Data for this task =>
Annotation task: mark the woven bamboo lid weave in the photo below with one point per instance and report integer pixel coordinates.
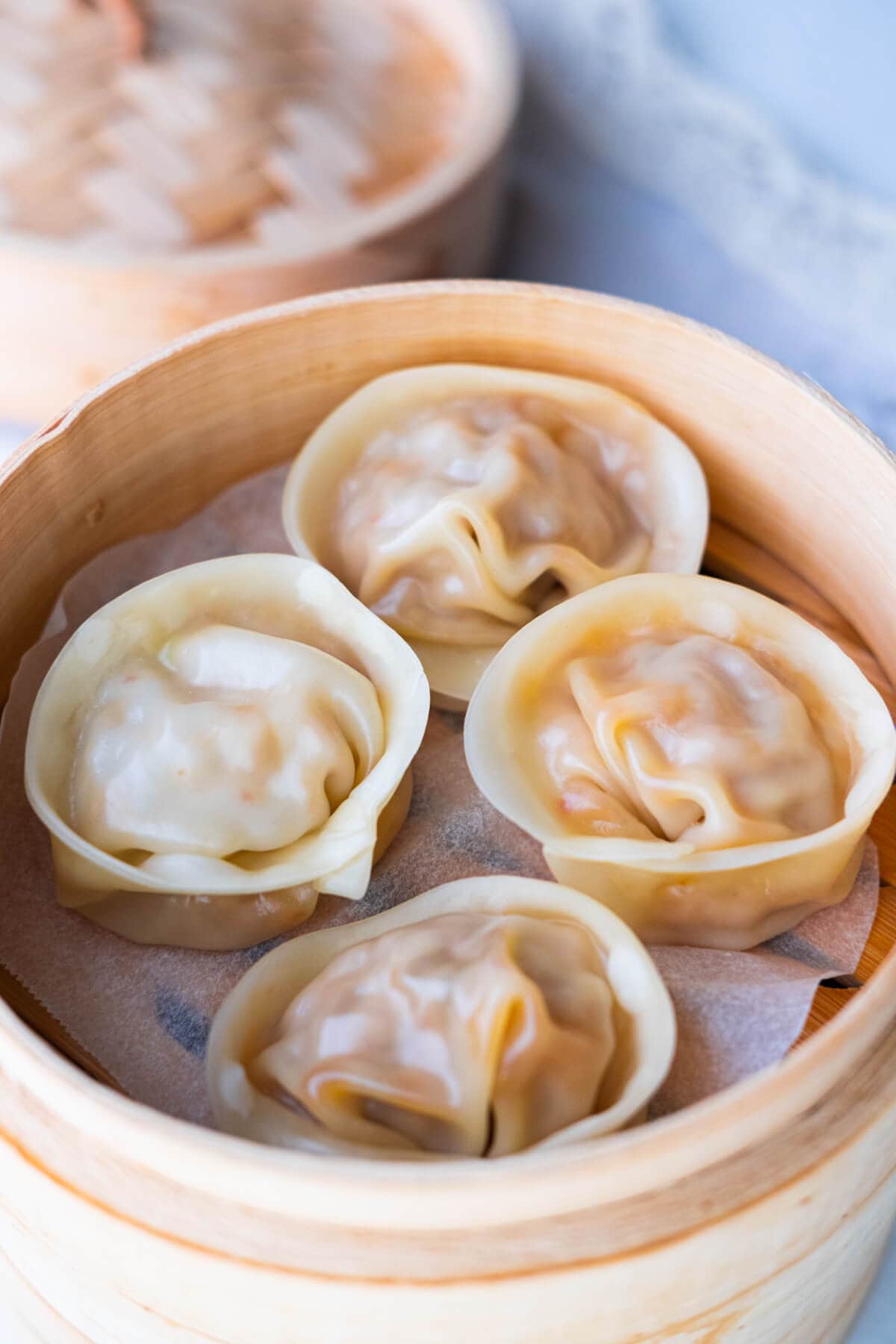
(164, 124)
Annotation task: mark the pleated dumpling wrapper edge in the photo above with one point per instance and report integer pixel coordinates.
(689, 752)
(480, 1019)
(220, 745)
(461, 500)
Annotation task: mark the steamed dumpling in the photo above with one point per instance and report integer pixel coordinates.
(476, 1021)
(218, 746)
(467, 1034)
(461, 502)
(689, 739)
(691, 752)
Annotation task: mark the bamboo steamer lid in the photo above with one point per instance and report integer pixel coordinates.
(164, 124)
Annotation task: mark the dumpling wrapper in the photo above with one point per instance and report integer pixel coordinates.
(218, 746)
(482, 1018)
(461, 500)
(689, 752)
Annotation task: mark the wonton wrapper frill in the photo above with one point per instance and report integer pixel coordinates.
(472, 544)
(267, 658)
(633, 994)
(724, 894)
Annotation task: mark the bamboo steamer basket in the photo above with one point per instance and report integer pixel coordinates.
(72, 315)
(756, 1216)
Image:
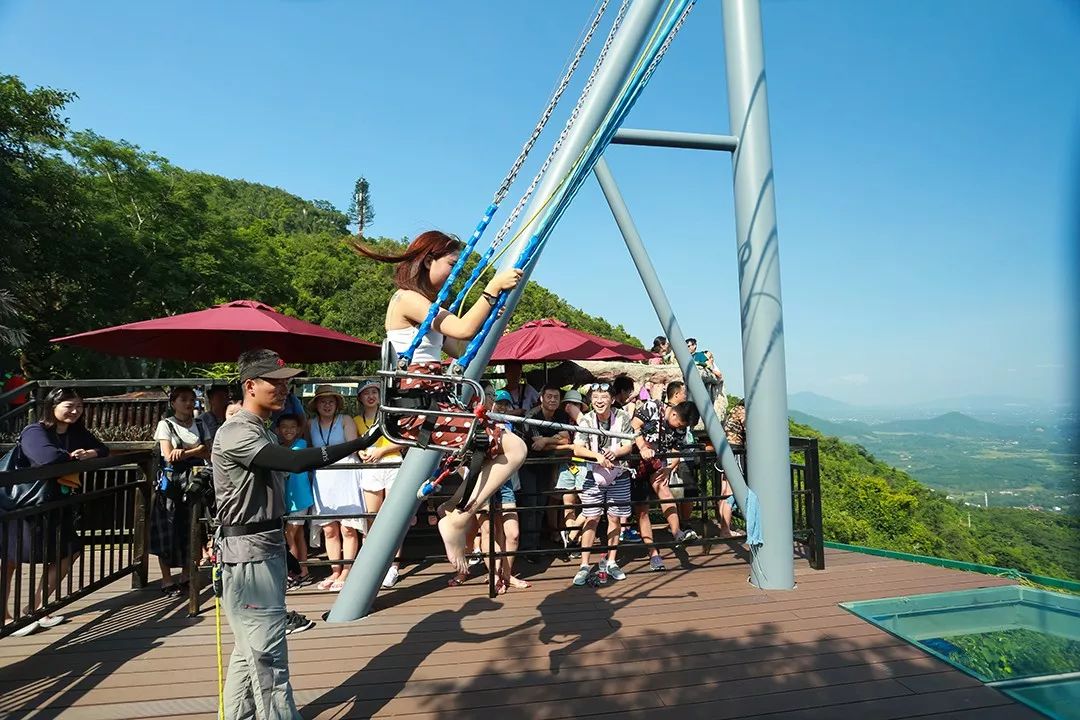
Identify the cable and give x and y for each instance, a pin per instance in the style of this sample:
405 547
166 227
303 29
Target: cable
669 26
444 291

What the task asks =>
No pictures, please. Output the listing above exactly as it stands.

Result of the exercise =>
Annotation task: mark the woven bamboo lid weave in the photo below with one point per instance and report integer pixel coordinates.
(164, 124)
Annotation task: mark the pleated dumpling wrapper edge in the photo above with one point per instance and report integer pixel coordinates.
(689, 752)
(480, 1019)
(220, 745)
(461, 500)
Annotation task: mark the steamed dumpling in the photo above with one point per instance and report integer pixel coordinates.
(476, 1021)
(218, 746)
(467, 1034)
(461, 502)
(689, 739)
(691, 752)
Annotation task: mark the bamboo steamer lid in the photo above with one point per instance and report integer pixel coordinates.
(164, 124)
Annotation task: mark the dumpling wrapper in the photo above with one point per instance and report integer pixel coordinates.
(218, 746)
(482, 1018)
(461, 500)
(689, 752)
Annotation task: mark the wonton wrapper frill in the photo above with one point per instance and report integer pixel coordinates.
(472, 544)
(267, 658)
(633, 994)
(724, 894)
Annotation task: mark the bamboo steamer basket in the photo above with one point per instance and report integer pixel coordinates.
(72, 315)
(756, 1216)
Image:
Identify the cable and give x and y for each instance, a pin per instance in the style of this sample:
405 547
166 227
303 29
Target: cable
669 26
444 291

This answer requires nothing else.